Extrayez de l'entretien avec Stephan Zaubitzer tout le passage qui va de « C’était en janvier » jusqu'à « premiers sujets ? », sans y changer un mot.

• Texte à lire
------------------------------------------------------------------------

Stephan Zaubitzer Cinés Méditerranée
Depuis bientôt vingt ans, le photographe sillonne le monde en quête de salles de cinéma, en activité ou désaffectées, pour les capturer à la chambre grand format, frontalement et sans effet. Cinés Méditerranée, l’exposition à la Chapelle des Pénitents Bleus à La Ciotat et le livre édité par Building Books, se concentrent sur cinq pays de la rive sud : Maroc, Algérie, Tunisie, Égypte, Liban.
Propos recueillis par Christophe Asso
Quel est votre parcours ? Comment êtes-vous devenu photographe ?
Au début, je voulais être journaliste mais je me suis rendu compte que les journalistes n’étaient que très rarement sur le terrain. J’ai donc préféré prendre un appareil photo pour aller à la rencontre du réel et du monde. J’avais fait des études d’histoire, pas de photographie ni de journalisme et je me suis lancé sur le tard, à corps perdu comme photographe. Je travaillais pour des magazines et des quotidiens qui aujourd’hui n’existent plus. C’était le début des années 90. Je date mon entrée dans la profession de photographe au moment de la parution d’un premier reportage qui s’appelait La rue des célibataires dans L’Autre Journal de Michel Butel. C’était sur la rue Arsène Houssaye, une vieille rue de l’immigration à Gennevilliers. L’Autre Journal c’était un truc assez formidable ! C’était un reportage noir et blanc très social avec beaucoup de paroles recueillis auprès des habitants.
C’était en janvier 1991, la première Guerre du Golfe venait de démarrer. J’avais la curiosité de regarder le monde, d’être à son contact. Je ne sais pas si au début j’avais une envie très forte d’image, j’avais surtout envie de coller au réel. C’est après que je me suis pris de passion pour l’image. Après j’ai eu pas mal de ruptures dans mon approche parce qu’aujourd’hui je ne me considère plus comme photojournaliste mais comme photographe documentaire. Il y a eu des ruptures dans ma façon de photographier. Au début je photographiais beaucoup en noir et blanc, sur le vif. Aujourd’hui je ne suis plus du tout dans cette démarche là. Je travaille à la chambre qui est compliquée à mettre en œuvre et je suis dans une photographie plus contemplative et moins soumise à l’instant.
Quels ont été vos premiers sujets ?

------------------------------------------------------------------------

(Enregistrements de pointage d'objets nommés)
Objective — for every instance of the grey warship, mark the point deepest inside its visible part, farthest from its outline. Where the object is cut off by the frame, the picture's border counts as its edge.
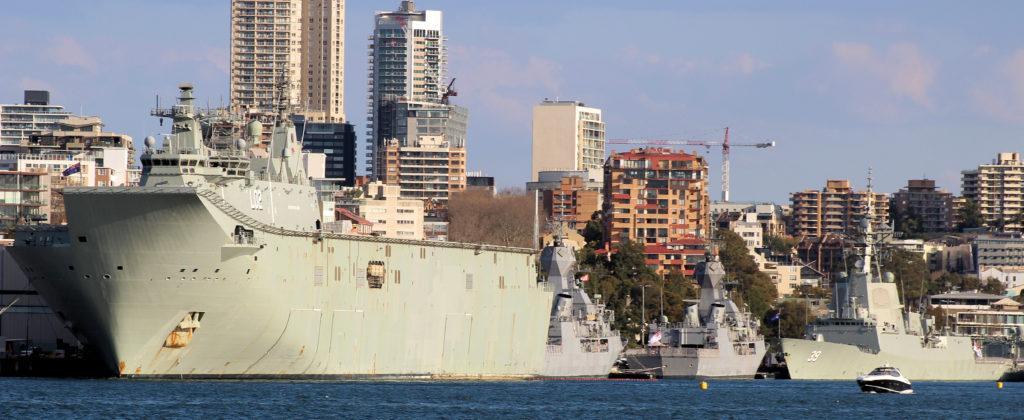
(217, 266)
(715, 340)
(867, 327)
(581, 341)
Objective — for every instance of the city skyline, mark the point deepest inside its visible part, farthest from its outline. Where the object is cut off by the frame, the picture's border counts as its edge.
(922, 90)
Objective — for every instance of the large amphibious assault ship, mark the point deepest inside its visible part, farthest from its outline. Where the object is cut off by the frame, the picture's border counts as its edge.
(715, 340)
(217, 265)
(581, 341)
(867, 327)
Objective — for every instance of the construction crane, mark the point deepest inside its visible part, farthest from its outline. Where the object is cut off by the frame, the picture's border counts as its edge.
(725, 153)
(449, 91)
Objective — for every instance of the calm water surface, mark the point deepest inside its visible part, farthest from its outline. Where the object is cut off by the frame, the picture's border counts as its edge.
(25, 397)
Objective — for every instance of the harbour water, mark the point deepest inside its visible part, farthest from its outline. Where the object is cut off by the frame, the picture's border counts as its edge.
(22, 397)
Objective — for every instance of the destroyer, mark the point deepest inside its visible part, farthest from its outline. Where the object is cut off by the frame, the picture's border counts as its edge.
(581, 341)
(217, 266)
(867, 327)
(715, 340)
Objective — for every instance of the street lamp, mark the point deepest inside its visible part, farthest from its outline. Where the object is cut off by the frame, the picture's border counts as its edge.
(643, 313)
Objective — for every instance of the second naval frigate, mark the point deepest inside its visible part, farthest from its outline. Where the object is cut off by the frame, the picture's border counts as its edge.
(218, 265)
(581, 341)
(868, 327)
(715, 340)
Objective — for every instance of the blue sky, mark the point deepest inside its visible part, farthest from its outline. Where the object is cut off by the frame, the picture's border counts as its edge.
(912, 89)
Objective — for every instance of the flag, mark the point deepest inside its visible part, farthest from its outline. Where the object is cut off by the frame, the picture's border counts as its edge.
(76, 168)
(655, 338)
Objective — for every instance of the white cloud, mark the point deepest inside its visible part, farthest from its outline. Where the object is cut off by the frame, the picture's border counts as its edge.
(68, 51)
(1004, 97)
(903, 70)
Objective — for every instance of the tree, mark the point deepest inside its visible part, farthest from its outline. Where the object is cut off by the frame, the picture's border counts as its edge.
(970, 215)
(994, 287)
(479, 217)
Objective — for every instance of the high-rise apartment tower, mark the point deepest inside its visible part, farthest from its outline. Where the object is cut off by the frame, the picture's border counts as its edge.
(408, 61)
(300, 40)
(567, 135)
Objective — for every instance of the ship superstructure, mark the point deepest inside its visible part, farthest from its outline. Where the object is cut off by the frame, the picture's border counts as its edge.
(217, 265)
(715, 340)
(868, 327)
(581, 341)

------------------------------------------------------------------------

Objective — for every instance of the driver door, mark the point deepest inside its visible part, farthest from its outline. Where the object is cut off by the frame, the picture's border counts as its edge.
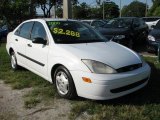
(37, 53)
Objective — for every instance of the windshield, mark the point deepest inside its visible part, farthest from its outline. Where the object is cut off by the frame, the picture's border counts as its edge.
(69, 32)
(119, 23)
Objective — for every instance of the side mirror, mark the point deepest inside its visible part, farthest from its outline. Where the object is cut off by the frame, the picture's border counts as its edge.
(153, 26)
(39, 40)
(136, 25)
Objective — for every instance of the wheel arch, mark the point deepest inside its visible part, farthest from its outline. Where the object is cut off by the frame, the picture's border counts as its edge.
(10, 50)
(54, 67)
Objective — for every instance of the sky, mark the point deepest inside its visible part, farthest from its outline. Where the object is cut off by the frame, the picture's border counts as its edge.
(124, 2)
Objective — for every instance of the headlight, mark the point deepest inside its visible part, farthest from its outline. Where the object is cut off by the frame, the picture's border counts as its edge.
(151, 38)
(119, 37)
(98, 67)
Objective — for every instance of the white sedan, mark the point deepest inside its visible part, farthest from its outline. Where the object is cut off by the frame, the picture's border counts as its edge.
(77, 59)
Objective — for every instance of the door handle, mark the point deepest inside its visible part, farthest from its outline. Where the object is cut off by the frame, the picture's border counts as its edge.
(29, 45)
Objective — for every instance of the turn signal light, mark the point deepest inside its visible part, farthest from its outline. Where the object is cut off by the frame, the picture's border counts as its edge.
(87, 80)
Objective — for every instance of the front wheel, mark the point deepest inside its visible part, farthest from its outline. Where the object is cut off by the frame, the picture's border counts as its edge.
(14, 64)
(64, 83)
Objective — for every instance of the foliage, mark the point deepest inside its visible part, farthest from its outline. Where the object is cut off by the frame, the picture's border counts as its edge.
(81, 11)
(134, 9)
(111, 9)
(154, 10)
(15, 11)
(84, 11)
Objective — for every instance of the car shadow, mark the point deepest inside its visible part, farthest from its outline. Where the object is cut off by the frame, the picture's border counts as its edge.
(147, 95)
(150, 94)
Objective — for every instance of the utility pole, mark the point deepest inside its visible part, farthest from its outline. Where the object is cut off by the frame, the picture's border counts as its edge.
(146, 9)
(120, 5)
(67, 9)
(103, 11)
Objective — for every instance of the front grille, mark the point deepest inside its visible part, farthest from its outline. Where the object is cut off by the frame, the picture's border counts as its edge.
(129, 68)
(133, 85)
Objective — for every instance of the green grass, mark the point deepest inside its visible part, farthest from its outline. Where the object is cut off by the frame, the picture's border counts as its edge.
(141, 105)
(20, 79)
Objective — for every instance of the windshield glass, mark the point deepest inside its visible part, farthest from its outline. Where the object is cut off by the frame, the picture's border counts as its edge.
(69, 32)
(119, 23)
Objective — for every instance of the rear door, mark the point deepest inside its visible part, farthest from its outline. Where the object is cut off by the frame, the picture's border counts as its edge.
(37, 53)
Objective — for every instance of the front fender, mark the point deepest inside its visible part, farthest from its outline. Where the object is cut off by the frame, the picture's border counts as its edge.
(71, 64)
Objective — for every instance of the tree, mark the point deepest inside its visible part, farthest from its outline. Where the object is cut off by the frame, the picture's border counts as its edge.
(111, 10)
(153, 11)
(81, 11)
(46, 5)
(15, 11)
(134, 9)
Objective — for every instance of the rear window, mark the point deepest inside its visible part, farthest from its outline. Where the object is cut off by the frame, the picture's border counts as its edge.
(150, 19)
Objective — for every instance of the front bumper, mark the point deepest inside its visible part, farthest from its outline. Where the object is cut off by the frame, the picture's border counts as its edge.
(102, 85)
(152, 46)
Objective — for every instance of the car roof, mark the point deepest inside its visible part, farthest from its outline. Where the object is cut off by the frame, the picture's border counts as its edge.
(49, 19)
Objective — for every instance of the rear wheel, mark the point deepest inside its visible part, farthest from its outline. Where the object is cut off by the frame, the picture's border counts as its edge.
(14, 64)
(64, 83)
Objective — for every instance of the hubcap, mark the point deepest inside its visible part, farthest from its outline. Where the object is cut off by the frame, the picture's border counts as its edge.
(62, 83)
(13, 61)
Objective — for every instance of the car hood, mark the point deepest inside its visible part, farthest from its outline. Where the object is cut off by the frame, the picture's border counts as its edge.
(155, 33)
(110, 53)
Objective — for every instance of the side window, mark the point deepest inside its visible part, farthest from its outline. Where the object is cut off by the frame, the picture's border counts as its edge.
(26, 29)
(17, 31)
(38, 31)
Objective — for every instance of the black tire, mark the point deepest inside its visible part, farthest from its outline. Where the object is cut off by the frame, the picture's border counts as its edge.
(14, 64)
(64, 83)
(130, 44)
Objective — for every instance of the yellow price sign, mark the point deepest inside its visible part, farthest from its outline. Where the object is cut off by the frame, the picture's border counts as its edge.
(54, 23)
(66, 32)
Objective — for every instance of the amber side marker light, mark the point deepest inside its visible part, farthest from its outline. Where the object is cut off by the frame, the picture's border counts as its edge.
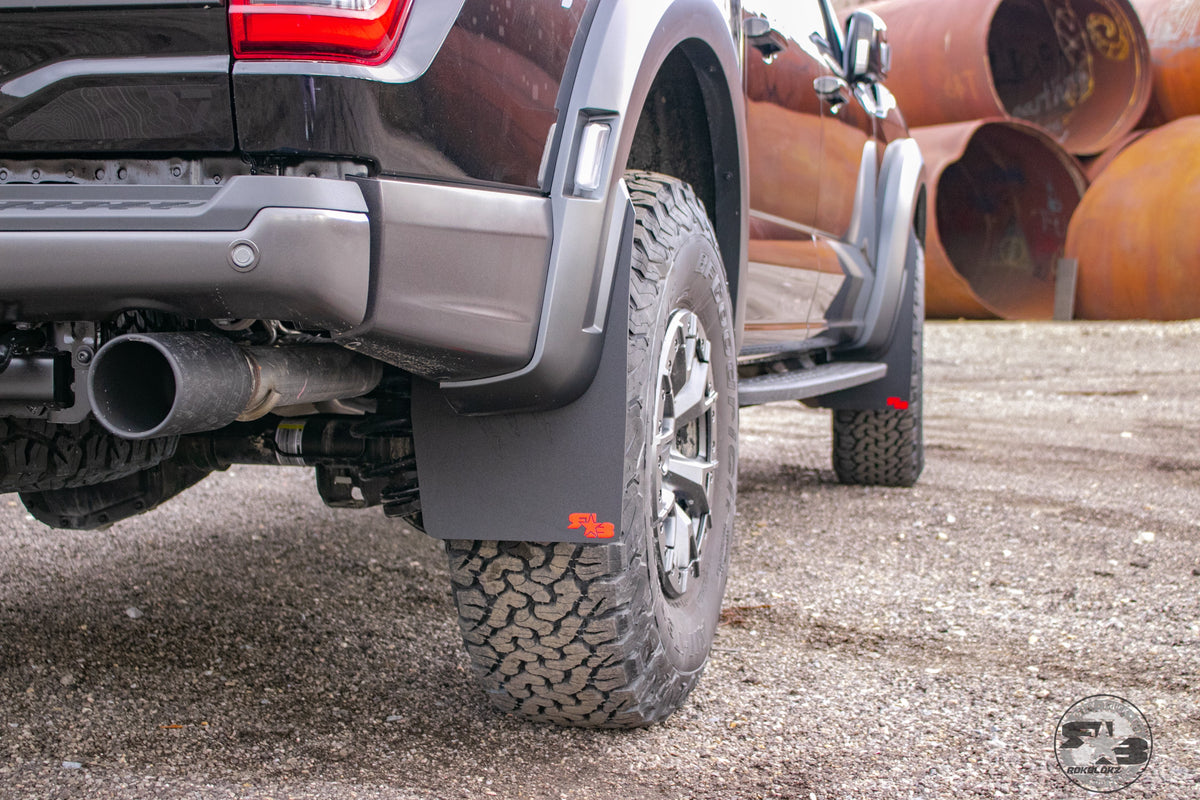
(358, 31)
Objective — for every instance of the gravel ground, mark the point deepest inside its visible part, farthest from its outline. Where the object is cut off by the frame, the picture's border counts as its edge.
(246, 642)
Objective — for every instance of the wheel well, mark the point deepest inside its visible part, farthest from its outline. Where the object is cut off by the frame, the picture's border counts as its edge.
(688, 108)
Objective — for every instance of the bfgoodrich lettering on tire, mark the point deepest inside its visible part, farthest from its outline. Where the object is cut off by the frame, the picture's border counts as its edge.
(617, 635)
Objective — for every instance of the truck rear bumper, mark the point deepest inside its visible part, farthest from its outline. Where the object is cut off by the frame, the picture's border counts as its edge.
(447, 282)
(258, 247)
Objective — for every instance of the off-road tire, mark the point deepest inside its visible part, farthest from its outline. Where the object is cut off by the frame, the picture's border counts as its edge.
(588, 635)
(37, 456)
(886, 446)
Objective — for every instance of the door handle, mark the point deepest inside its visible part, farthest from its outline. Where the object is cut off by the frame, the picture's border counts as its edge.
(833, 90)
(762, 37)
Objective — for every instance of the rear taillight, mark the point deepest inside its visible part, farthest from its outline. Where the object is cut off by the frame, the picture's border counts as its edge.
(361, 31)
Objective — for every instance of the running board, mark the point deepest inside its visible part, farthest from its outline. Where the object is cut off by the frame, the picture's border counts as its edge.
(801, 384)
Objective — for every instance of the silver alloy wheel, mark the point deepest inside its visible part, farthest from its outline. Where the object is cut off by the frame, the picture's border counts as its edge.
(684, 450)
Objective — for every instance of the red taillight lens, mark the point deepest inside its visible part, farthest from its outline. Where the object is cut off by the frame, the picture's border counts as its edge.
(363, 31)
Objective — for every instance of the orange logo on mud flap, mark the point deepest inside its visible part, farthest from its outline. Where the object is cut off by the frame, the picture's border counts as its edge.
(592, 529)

------------------------------------------------------------------------

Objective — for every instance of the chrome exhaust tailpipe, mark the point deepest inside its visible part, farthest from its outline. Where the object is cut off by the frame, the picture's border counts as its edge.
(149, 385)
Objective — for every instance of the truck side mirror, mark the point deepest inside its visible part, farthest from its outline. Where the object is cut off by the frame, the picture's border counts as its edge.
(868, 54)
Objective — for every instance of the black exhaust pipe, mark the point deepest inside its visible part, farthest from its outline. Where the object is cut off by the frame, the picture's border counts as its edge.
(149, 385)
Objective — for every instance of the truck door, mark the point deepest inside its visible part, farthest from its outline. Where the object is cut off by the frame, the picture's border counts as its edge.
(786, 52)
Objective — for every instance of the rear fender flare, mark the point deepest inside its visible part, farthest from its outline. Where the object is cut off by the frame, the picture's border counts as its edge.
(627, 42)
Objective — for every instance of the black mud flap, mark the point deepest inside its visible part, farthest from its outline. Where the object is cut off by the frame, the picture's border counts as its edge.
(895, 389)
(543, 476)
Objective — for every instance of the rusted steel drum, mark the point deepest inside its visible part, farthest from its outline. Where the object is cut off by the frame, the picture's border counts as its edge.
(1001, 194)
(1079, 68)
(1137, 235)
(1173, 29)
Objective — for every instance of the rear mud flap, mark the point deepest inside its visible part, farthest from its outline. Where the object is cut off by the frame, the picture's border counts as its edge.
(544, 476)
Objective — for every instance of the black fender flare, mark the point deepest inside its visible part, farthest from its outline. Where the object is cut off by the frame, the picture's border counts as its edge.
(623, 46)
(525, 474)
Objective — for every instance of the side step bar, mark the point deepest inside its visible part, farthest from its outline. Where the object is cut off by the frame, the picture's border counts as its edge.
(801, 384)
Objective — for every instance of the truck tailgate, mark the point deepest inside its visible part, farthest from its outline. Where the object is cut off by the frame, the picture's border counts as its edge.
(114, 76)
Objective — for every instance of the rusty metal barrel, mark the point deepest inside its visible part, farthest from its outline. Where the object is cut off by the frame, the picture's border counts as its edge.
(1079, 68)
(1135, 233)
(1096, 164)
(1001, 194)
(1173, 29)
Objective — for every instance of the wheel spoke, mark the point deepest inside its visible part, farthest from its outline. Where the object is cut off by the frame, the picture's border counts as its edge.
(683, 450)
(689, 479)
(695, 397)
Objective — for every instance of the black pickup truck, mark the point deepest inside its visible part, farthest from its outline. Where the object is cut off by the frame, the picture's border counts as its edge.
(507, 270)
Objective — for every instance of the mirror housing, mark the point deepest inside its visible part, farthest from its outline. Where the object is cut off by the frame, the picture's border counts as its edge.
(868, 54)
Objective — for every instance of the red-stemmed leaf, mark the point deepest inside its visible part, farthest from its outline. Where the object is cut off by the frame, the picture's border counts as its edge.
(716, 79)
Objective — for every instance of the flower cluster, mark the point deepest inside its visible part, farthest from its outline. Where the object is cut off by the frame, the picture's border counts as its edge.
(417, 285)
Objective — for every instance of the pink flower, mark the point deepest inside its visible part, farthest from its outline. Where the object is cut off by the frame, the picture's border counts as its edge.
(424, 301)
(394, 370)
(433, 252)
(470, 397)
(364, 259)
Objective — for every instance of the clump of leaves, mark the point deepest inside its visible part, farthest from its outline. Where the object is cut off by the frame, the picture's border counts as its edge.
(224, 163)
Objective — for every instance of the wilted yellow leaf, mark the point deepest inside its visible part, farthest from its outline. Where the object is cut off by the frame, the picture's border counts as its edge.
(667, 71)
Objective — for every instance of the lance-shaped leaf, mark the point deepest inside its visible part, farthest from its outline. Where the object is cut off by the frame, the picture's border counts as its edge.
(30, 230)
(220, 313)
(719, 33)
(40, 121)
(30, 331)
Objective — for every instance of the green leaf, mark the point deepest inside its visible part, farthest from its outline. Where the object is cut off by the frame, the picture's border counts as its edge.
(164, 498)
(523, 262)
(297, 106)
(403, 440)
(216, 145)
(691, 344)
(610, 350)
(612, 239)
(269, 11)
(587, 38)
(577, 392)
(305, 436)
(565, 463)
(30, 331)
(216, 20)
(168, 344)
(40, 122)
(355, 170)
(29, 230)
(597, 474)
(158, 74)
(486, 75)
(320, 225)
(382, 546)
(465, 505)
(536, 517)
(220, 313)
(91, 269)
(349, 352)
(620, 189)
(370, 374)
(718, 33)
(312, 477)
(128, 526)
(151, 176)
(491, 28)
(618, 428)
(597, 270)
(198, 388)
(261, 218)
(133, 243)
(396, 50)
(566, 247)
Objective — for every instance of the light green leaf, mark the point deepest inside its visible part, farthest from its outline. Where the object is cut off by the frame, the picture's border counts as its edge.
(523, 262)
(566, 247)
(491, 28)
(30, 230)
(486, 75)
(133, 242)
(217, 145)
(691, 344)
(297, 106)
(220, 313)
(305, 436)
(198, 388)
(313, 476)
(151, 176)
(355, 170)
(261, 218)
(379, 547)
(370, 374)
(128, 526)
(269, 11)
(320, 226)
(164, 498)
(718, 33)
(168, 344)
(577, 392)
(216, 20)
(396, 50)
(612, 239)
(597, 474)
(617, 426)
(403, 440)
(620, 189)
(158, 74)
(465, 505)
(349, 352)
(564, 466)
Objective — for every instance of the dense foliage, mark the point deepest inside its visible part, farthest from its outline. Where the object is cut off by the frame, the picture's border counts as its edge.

------------------------------------------------------------------------

• Résultat final
C’était en janvier 1991, la première Guerre du Golfe venait de démarrer. J’avais la curiosité de regarder le monde, d’être à son contact. Je ne sais pas si au début j’avais une envie très forte d’image, j’avais surtout envie de coller au réel. C’est après que je me suis pris de passion pour l’image. Après j’ai eu pas mal de ruptures dans mon approche parce qu’aujourd’hui je ne me considère plus comme photojournaliste mais comme photographe documentaire. Il y a eu des ruptures dans ma façon de photographier. Au début je photographiais beaucoup en noir et blanc, sur le vif. Aujourd’hui je ne suis plus du tout dans cette démarche là. Je travaille à la chambre qui est compliquée à mettre en œuvre et je suis dans une photographie plus contemplative et moins soumise à l’instant.
Quels ont été vos premiers sujets ?